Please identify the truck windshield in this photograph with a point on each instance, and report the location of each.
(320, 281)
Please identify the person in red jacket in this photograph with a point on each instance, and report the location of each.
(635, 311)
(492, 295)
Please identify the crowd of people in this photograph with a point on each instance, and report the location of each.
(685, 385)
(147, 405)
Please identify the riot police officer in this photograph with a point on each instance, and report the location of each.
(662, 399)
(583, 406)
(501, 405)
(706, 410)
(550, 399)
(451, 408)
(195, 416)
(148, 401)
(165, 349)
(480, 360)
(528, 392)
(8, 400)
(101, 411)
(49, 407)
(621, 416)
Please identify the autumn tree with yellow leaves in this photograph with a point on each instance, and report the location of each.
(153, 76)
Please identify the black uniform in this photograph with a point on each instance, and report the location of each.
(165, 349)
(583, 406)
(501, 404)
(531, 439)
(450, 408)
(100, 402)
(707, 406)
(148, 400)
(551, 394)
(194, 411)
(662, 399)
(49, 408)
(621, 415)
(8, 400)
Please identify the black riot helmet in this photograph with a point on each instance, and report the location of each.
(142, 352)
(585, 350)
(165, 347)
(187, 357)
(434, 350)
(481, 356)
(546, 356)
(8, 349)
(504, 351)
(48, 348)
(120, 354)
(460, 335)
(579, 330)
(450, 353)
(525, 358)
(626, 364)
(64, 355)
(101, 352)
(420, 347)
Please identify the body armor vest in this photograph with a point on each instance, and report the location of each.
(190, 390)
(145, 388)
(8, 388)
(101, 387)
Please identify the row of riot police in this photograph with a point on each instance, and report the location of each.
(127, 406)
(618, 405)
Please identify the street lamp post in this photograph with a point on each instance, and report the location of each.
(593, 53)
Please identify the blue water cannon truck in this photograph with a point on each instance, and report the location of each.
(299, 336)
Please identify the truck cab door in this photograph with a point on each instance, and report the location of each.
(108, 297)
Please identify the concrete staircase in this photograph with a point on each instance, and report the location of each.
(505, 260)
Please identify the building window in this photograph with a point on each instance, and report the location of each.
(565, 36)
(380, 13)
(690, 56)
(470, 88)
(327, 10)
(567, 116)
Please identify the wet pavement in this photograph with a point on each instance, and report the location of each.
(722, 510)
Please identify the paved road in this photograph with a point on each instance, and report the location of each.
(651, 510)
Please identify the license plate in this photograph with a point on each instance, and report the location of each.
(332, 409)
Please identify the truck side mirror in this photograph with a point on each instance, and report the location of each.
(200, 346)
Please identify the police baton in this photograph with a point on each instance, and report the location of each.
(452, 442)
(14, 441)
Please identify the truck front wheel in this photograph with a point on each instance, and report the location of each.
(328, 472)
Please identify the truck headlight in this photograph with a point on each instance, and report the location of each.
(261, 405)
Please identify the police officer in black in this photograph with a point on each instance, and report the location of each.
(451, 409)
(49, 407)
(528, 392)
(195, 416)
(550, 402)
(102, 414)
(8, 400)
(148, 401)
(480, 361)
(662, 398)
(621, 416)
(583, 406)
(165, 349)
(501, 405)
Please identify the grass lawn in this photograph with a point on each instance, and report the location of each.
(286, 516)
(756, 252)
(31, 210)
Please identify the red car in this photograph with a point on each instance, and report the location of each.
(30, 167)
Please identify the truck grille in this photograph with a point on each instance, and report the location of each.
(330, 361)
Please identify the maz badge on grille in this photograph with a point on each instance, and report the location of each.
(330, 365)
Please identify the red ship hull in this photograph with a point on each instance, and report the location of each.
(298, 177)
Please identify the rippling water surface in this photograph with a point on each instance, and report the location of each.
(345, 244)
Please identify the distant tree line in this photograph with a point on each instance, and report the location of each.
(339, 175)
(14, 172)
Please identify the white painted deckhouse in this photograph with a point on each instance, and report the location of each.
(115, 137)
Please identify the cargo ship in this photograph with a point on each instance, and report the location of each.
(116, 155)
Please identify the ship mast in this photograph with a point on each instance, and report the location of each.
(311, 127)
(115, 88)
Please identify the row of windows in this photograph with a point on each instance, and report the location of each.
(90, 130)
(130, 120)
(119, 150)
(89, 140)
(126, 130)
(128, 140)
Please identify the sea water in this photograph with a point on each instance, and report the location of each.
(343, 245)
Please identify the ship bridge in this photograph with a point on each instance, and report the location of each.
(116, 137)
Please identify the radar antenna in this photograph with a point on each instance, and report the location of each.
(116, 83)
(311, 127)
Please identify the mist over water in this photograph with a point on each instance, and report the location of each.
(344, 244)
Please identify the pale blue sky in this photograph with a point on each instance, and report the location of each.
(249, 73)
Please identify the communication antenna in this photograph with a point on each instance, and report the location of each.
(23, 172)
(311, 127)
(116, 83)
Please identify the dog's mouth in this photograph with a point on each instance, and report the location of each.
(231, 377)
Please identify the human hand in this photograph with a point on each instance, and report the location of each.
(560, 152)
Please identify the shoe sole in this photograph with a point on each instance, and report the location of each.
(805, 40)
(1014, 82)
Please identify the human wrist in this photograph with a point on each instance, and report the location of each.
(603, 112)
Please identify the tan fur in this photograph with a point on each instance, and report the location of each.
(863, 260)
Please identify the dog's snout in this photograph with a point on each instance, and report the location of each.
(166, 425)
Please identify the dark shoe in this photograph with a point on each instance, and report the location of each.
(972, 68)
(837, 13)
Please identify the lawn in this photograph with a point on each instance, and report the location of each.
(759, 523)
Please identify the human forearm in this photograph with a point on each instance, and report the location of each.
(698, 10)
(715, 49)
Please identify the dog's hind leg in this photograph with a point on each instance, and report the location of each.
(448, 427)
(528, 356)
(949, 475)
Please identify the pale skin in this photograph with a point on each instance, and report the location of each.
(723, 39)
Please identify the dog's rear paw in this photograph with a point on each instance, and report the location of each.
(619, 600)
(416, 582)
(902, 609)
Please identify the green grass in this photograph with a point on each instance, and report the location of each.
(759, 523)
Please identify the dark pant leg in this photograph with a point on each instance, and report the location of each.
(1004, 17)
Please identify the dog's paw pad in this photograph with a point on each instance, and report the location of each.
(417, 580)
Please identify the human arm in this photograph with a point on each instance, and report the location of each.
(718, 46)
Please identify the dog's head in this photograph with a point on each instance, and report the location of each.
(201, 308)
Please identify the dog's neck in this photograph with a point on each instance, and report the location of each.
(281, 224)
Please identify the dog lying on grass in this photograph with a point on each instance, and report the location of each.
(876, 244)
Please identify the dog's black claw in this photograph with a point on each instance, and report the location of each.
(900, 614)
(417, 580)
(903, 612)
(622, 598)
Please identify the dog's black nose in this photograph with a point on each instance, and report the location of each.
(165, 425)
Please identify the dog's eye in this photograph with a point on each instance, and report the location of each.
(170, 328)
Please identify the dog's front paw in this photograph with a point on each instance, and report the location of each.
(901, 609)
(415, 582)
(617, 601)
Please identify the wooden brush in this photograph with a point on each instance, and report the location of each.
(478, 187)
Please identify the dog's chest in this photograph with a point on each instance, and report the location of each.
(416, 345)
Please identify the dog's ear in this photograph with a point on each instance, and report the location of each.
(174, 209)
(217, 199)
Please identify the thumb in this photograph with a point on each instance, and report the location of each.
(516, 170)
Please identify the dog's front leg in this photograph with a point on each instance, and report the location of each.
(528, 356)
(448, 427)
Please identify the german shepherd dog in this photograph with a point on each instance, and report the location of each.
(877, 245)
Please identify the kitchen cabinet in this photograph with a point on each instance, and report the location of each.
=-=-=
What is expected: Every line of data must be returned unchanged.

Solution:
Please identify the truck windshield in this photograph with a point on each instance, and report the location of each.
(320, 281)
Please identify the person in red jacket in this photograph with a point on each instance, and report the location of each.
(635, 311)
(492, 295)
Please identify the crowd of people in this photograph with a point on each instance, and report the location of each.
(685, 385)
(147, 405)
Please identify the riot police officer in this photograph with a point on each instance, and report the location of each.
(662, 399)
(583, 406)
(501, 405)
(706, 410)
(550, 399)
(451, 408)
(195, 416)
(148, 401)
(165, 349)
(480, 360)
(528, 392)
(8, 400)
(101, 411)
(49, 407)
(621, 416)
Please identify the autumn tree with yellow leaves in this photograph with a point on each instance, and report the location of each.
(153, 76)
Please identify the black uniform in this photograph with a point on each instance, and report the location of each.
(165, 349)
(583, 406)
(501, 404)
(531, 439)
(450, 408)
(100, 402)
(707, 406)
(148, 400)
(551, 394)
(194, 411)
(662, 399)
(49, 408)
(621, 415)
(8, 400)
Please identify the black riot helmet in this photograph with a point on each instance, and report the location of each.
(142, 352)
(585, 350)
(165, 347)
(187, 357)
(434, 350)
(481, 356)
(546, 356)
(8, 349)
(504, 351)
(48, 348)
(120, 354)
(460, 335)
(579, 330)
(450, 353)
(525, 358)
(626, 364)
(64, 355)
(101, 352)
(420, 347)
Please identify the body armor vest in this photograph with a point on each instance, and report the location of each.
(190, 390)
(145, 388)
(8, 388)
(101, 387)
Please identify the row of riot police in this photograph with a point on each instance, and report the location of each.
(127, 406)
(618, 405)
Please identify the street lamp post in this photograph with a point on each instance, and report the location of each.
(593, 53)
Please identify the blue water cannon truck in this photograph with a point on each instance, and report the location of each.
(299, 336)
Please identify the truck cab door in this photograph with a point on each instance, and report the location of each.
(108, 297)
Please identify the concrete staircase in this photograph with a point on each instance, and report the location of each.
(505, 260)
Please identify the building window in this photograph with a point on each instance, and report the location of each.
(565, 36)
(380, 13)
(690, 56)
(470, 88)
(327, 10)
(567, 116)
Please identify the wet pavement in this photograph with a point on each instance, and report the location of each.
(722, 510)
Please identify the paved road in this photograph with a point on each instance, and report the location of each.
(651, 510)
Please identify the license plate in this photograph with a point on each instance, and report the location of each.
(332, 409)
Please identify the truck side mirror in this photograph with a point on each instance, and report the location of each.
(200, 346)
Please identify the police baton in this photograph with a point on each instance, and report the location of each.
(452, 442)
(14, 441)
Please identify the truck front wheel in this photograph with a point on each instance, and report the location of each.
(328, 472)
Please identify the truck headlight in this photograph with a point on each instance, and report the location of each.
(261, 405)
Please identify the police officer in black in this photograph with a point on each instance, and report the location of each.
(451, 409)
(49, 407)
(528, 392)
(195, 416)
(550, 402)
(102, 414)
(8, 400)
(148, 401)
(480, 361)
(662, 398)
(621, 416)
(583, 406)
(165, 349)
(501, 405)
Please identify the grass lawn in this photograph with a point on each instance, and report the location of each.
(286, 516)
(756, 252)
(31, 210)
Please identify the red car in this photograph with a point on each instance, and report the location of each.
(30, 167)
Please identify the truck grille in this photograph with a point on each instance, and report the location of each.
(330, 361)
Please identify the maz badge on grille in this photograph with a point on each instance, and report the location of each.
(330, 365)
Please identify the red ship hull in this photograph with a point on each instance, and report the location of each.
(298, 177)
Please identify the rippling water surface in this photograph with a point on each instance, and report the location of each.
(345, 244)
Please identify the distant tree line in this photograph with a point on each instance, and report the location of each.
(339, 175)
(14, 172)
Please identify the white painted deckhouse in this photograph with a point on each instance, and report the location of each.
(115, 137)
Please identify the cargo ship in this photograph with a point on each instance, and report the location of each.
(116, 155)
Please identify the ship mast in this photograph with a point on each instance, and report the location of each.
(311, 127)
(115, 88)
Please identify the row of windows in this photograph with a point on each instance, and report the location of each.
(90, 130)
(130, 120)
(119, 150)
(89, 140)
(126, 130)
(128, 140)
Please identify the sea water in this photograph with a point on each instance, and report the location of each.
(343, 245)
Please identify the ship bridge in this photograph with a point on each instance, and report the location of each.
(116, 137)
Please identify the radar antenna in this photograph with a point on each instance, and report the location of each.
(116, 83)
(311, 127)
Please identify the mist over water in this photograph with a point on each instance, and report the location of each.
(344, 244)
Please identify the pale blue sky in this photograph with a point on each instance, and report the location of each.
(249, 73)
Please identify the communication antenna in this photograph with a point on each instance, and report the location of each.
(23, 172)
(311, 127)
(116, 83)
Please identify the dog's mouth in this photograph with a point on each instance, and report the location of each.
(231, 377)
Please identify the human hand in this photograph with a point on each instance, and report the location of each.
(560, 152)
Please identify the shoe sole in this photograph with a point on each instance, and report the location of each.
(805, 40)
(1014, 82)
Please identify the human wrist in this photograph with a point on each instance, and report the location of each.
(603, 112)
Please identify the tan fur in this photograph with a point on each instance, and report the location of each.
(863, 260)
Please identify the dog's snout in this photograph with a point on each instance, and report the location of each.
(166, 425)
Please identify the dark shoe in this photograph with a point on each instance, and report the location of each.
(972, 68)
(837, 13)
Please identify the lawn in this photograph with a point on each instance, and report the location of each.
(759, 523)
Please identify the human forearm in this photograph with a point on each instance, and report the location of each.
(698, 10)
(715, 49)
Please identify the dog's hind leg in this photograph with a point on each instance, and report the location of each.
(448, 427)
(528, 356)
(949, 475)
Please identify the pale skin in this photograph with a point on each instance, and report the location of each.
(723, 39)
Please identify the dog's rear paw in this photograph with a point on each instance, and report the location of each.
(619, 600)
(416, 582)
(902, 609)
Please identify the green grass in this photograph with a point on each instance, and report the location of each.
(759, 523)
Please identify the dark pant leg in this photograph with a point on each instance, and report the location of each.
(1004, 17)
Please identify the dog's paw pad in this photograph with a point on each instance, and report the location of each.
(417, 580)
Please identify the human arm in this photograph with a point on each instance, and report the location of each.
(718, 46)
Please identify the dog's head in this photograph with a point on each instance, and report the location of each.
(201, 308)
Please identify the dog's neck in this photograph with a point on each instance, and report the location of each.
(281, 224)
Please identify the dog lying on grass in this photograph with a point on each instance, and report the location of each.
(876, 244)
Please identify the dog's black claw in this photograph with a point on each instance, and report the location of each.
(900, 614)
(417, 580)
(903, 612)
(622, 598)
Please identify the dog's black nose in this photograph with a point on each instance, and report the location of each.
(165, 425)
Please identify the dog's eye in this photograph with a point on each instance, and report the location of each.
(170, 328)
Please identify the dog's front paw in this photograph with a point on each instance, and report the location of each.
(901, 609)
(415, 582)
(617, 601)
Please identify the wooden brush in this photograph with a point on each instance, and report the location of each.
(478, 187)
Please identify the dog's chest in this photograph with a point on each instance, and report the location of each.
(416, 345)
Please identify the dog's ear in this photograph with a point on each instance, and report the location of each.
(174, 209)
(217, 199)
Please identify the thumb in this photograph with a point on each instance, and report the location of each.
(516, 170)
Please identify the dog's front leg in this photograph with a point on each instance, and report the location of each.
(528, 356)
(448, 427)
Please identify the german shepherd dog in this photograph with a point on each instance, and report the location of each.
(877, 245)
Please identify the kitchen cabinet in this photograph with a point on each instance, and report the location of each.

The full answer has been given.